WRITTEN INSTRUCTION:
The listing below should be printed exactly, every line of it. Skip the pictures.

DATASET RECORDS:
· · · ·

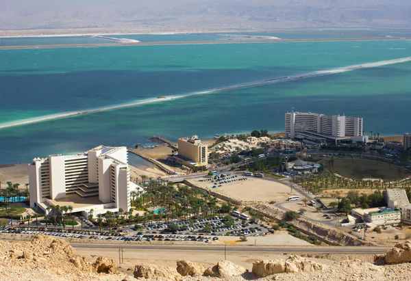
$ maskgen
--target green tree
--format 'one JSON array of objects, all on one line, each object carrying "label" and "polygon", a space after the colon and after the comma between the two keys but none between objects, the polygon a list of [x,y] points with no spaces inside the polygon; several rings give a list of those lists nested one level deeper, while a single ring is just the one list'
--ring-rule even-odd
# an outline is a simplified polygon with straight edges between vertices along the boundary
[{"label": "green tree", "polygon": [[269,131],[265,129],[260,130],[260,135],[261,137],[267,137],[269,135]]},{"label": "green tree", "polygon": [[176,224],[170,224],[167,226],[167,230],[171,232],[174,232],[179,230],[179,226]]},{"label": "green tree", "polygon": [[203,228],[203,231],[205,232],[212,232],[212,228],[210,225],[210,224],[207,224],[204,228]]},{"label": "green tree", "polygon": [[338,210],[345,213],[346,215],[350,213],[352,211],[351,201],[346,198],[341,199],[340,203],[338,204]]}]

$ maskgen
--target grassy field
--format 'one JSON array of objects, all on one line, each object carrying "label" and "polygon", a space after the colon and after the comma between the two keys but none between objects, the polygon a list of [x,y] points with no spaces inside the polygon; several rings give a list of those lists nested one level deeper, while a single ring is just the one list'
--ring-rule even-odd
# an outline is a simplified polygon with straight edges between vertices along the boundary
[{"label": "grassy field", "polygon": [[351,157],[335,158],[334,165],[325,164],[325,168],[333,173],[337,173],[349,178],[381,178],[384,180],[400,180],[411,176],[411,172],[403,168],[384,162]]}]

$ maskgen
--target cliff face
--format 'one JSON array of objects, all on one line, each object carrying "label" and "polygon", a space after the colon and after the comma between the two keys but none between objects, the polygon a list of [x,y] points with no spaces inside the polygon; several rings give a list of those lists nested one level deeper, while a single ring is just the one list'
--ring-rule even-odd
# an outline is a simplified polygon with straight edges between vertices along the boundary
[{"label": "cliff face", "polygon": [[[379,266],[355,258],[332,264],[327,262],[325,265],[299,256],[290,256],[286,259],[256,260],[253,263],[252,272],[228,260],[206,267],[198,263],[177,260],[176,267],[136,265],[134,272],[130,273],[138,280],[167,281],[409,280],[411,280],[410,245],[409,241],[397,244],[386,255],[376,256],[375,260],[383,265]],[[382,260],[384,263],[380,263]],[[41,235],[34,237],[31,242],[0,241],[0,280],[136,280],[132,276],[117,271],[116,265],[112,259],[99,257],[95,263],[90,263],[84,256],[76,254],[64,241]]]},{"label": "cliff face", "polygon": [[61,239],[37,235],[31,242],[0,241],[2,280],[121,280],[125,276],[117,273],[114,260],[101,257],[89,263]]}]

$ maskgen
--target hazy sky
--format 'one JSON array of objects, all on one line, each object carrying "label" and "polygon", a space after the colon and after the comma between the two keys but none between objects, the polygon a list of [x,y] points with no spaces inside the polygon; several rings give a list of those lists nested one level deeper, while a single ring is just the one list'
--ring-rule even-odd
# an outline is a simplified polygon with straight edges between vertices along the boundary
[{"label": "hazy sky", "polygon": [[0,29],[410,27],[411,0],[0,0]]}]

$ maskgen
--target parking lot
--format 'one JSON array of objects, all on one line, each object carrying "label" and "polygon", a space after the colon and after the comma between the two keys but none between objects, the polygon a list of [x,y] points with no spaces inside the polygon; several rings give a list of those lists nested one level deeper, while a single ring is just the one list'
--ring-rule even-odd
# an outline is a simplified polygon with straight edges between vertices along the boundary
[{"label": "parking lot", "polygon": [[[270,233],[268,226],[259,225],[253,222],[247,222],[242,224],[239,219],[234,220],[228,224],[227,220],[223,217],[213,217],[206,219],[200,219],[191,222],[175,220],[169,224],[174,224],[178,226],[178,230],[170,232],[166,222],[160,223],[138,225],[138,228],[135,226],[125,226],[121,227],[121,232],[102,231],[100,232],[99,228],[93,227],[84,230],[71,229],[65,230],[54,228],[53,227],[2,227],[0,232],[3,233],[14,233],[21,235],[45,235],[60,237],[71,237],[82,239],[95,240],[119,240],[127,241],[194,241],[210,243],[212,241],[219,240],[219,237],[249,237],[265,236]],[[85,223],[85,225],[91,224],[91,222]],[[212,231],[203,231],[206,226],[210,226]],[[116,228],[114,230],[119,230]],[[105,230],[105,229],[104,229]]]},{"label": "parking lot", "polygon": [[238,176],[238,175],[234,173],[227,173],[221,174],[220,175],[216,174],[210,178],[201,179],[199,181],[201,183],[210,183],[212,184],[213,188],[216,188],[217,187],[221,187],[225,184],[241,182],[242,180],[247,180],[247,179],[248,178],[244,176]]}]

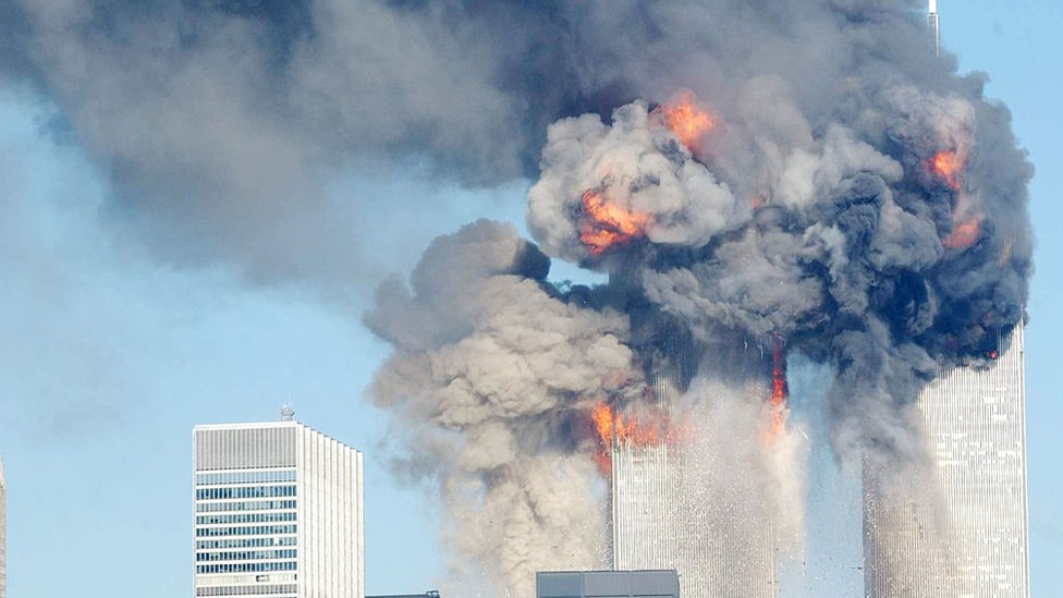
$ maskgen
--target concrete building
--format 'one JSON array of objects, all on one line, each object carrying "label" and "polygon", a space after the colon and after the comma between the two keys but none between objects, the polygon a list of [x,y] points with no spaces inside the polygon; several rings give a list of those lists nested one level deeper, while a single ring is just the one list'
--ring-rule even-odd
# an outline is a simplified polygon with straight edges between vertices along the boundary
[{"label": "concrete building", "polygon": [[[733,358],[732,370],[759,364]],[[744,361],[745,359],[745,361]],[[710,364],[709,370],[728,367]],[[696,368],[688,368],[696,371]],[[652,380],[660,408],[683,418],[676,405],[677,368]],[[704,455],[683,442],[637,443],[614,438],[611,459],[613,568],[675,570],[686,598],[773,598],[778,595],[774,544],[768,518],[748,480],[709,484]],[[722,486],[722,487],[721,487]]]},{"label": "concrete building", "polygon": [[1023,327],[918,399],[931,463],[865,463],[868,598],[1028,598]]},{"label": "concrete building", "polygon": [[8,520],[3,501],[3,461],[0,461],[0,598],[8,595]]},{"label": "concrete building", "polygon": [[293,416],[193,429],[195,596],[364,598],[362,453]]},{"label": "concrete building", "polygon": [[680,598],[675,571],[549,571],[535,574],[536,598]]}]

· · · ·

OUTPUT:
$ maskgen
--target green tree
--format 'one JSON array of objects, all on one line, each object carrying "label" and "polygon", a space after the colon and after the comma between the two keys but none between objects, the polygon a list of [x,y] points with no spaces inside the polygon; several rings give a list of those lists nested one level deeper, while a single ring is just the one list'
--ring-rule even-odd
# an outline is a simplified polygon with straight edges between vertices along the boundary
[{"label": "green tree", "polygon": [[269,131],[265,129],[260,130],[260,135],[261,137],[267,137],[269,135]]},{"label": "green tree", "polygon": [[176,224],[170,224],[167,226],[167,230],[171,232],[174,232],[179,230],[179,226]]},{"label": "green tree", "polygon": [[203,228],[203,231],[205,232],[212,232],[212,228],[210,225],[210,224],[207,224],[204,228]]},{"label": "green tree", "polygon": [[338,210],[345,213],[346,215],[350,213],[352,211],[351,201],[346,198],[341,199],[340,203],[338,204]]}]

$ maskgen
--target grassy field
--format 'one JSON array of objects, all on one line, each object carrying "label" and "polygon", a space after the colon and after the comma between the two keys but none between objects, the polygon a list of [x,y] points with no spaces inside the polygon; several rings give a list of those lists nested one level deeper, while a single ring is just the one list'
--ring-rule even-odd
# an outline is a simplified polygon with straight edges between vertices along the boundary
[{"label": "grassy field", "polygon": [[351,157],[335,158],[334,165],[325,164],[325,168],[333,173],[337,173],[349,178],[381,178],[384,180],[400,180],[411,176],[411,172],[403,168],[384,162]]}]

$ maskgen
--target cliff face
--format 'one JSON array of objects, all on one line, each object carrying "label" and "polygon", a space after the colon and after the comma between the two keys but none between objects, the polygon a list of [x,y] points with no spaces inside the polygon; several rings give a list of those lists nested one level deeper, while a single ring is just the one list'
--ring-rule even-odd
# an outline is a simplified polygon with straight edges between vertices along the boundary
[{"label": "cliff face", "polygon": [[[379,266],[355,258],[332,264],[327,262],[325,265],[299,256],[290,256],[286,259],[256,260],[253,263],[252,272],[228,260],[206,267],[198,263],[177,260],[176,267],[136,265],[134,272],[130,273],[138,280],[167,281],[409,280],[411,280],[410,245],[409,241],[397,244],[386,255],[376,256],[375,260],[383,265]],[[382,260],[384,263],[380,263]],[[41,235],[34,237],[31,242],[0,241],[0,280],[136,280],[132,276],[117,271],[116,265],[112,259],[99,257],[95,263],[90,263],[84,256],[76,254],[64,241]]]},{"label": "cliff face", "polygon": [[61,239],[37,235],[31,242],[0,241],[2,280],[121,280],[125,276],[117,273],[114,260],[101,257],[89,263]]}]

$ maskgen
--target hazy sky
--format 'one JSON array of objects, all on one line, each object carrying "label" and "polygon", a space after the colon and after the comma between the two keys but none between objects, the polygon a list of [x,y] points with no spaces inside the polygon; several rings give a list of those lists nested one level deeper, while a single ring is just the one list'
--ring-rule even-odd
# an outline is a simplified polygon with straight edges between vertices along the boundary
[{"label": "hazy sky", "polygon": [[0,29],[410,27],[411,0],[0,0]]}]

$ maskgen
--target parking lot
--format 'one JSON array of objects, all on one line, each object carrying "label" and "polygon", a space after the colon and after the comma between the two keys but none between objects, the polygon a list of [x,y] points with no spaces inside the polygon; several rings give a list of those lists nested one level deeper, while a single ring is just the one list'
--ring-rule even-odd
# an outline is a simplified polygon with straight edges between vertices along the boundary
[{"label": "parking lot", "polygon": [[[270,233],[268,226],[259,225],[253,222],[247,222],[242,224],[239,219],[234,220],[228,224],[227,220],[223,217],[213,217],[206,219],[200,219],[191,222],[175,220],[169,224],[174,224],[178,226],[178,230],[170,232],[166,222],[160,223],[138,225],[138,228],[135,226],[125,226],[121,227],[121,232],[102,231],[100,232],[99,228],[93,227],[84,230],[71,229],[65,230],[54,228],[53,227],[2,227],[0,232],[3,233],[14,233],[21,235],[45,235],[60,237],[71,237],[82,239],[95,240],[119,240],[127,241],[194,241],[210,243],[212,241],[219,240],[219,237],[249,237],[265,236]],[[85,223],[85,225],[91,224],[91,222]],[[212,231],[203,231],[206,226],[210,226]],[[116,228],[114,230],[119,230]],[[105,230],[105,229],[104,229]]]},{"label": "parking lot", "polygon": [[238,176],[238,175],[234,173],[227,173],[221,174],[220,175],[216,174],[210,178],[201,179],[199,181],[201,183],[210,183],[212,184],[213,188],[216,188],[217,187],[221,187],[225,184],[241,182],[242,180],[247,180],[247,179],[248,178],[244,176]]}]

$ maskgen
--target concrete building
--format 'one JSON array of objects, all on one line, each object carrying "label" and "polygon", a space after the colon and after the comma between the two keys but none between objects, the polygon a list of [x,y] points with no spaces inside the polygon; several rings give a list of those lists nested one level deeper, while a single ring is just the one list'
--ring-rule even-odd
# an outline is a simplified polygon with straight edges between vertices along the boundary
[{"label": "concrete building", "polygon": [[[733,358],[732,370],[759,364]],[[744,361],[745,359],[745,361]],[[710,364],[709,370],[728,367]],[[696,368],[688,368],[696,371]],[[652,380],[660,408],[683,418],[676,405],[677,368]],[[704,455],[683,442],[637,443],[614,438],[611,459],[613,568],[675,570],[686,598],[773,598],[778,595],[774,544],[768,518],[748,480],[709,484]],[[722,486],[722,487],[721,487]]]},{"label": "concrete building", "polygon": [[1023,327],[918,399],[931,463],[865,463],[868,598],[1028,598]]},{"label": "concrete building", "polygon": [[8,520],[3,501],[3,461],[0,461],[0,598],[8,595]]},{"label": "concrete building", "polygon": [[293,416],[193,429],[195,596],[364,598],[362,453]]},{"label": "concrete building", "polygon": [[680,598],[675,571],[549,571],[535,574],[536,598]]}]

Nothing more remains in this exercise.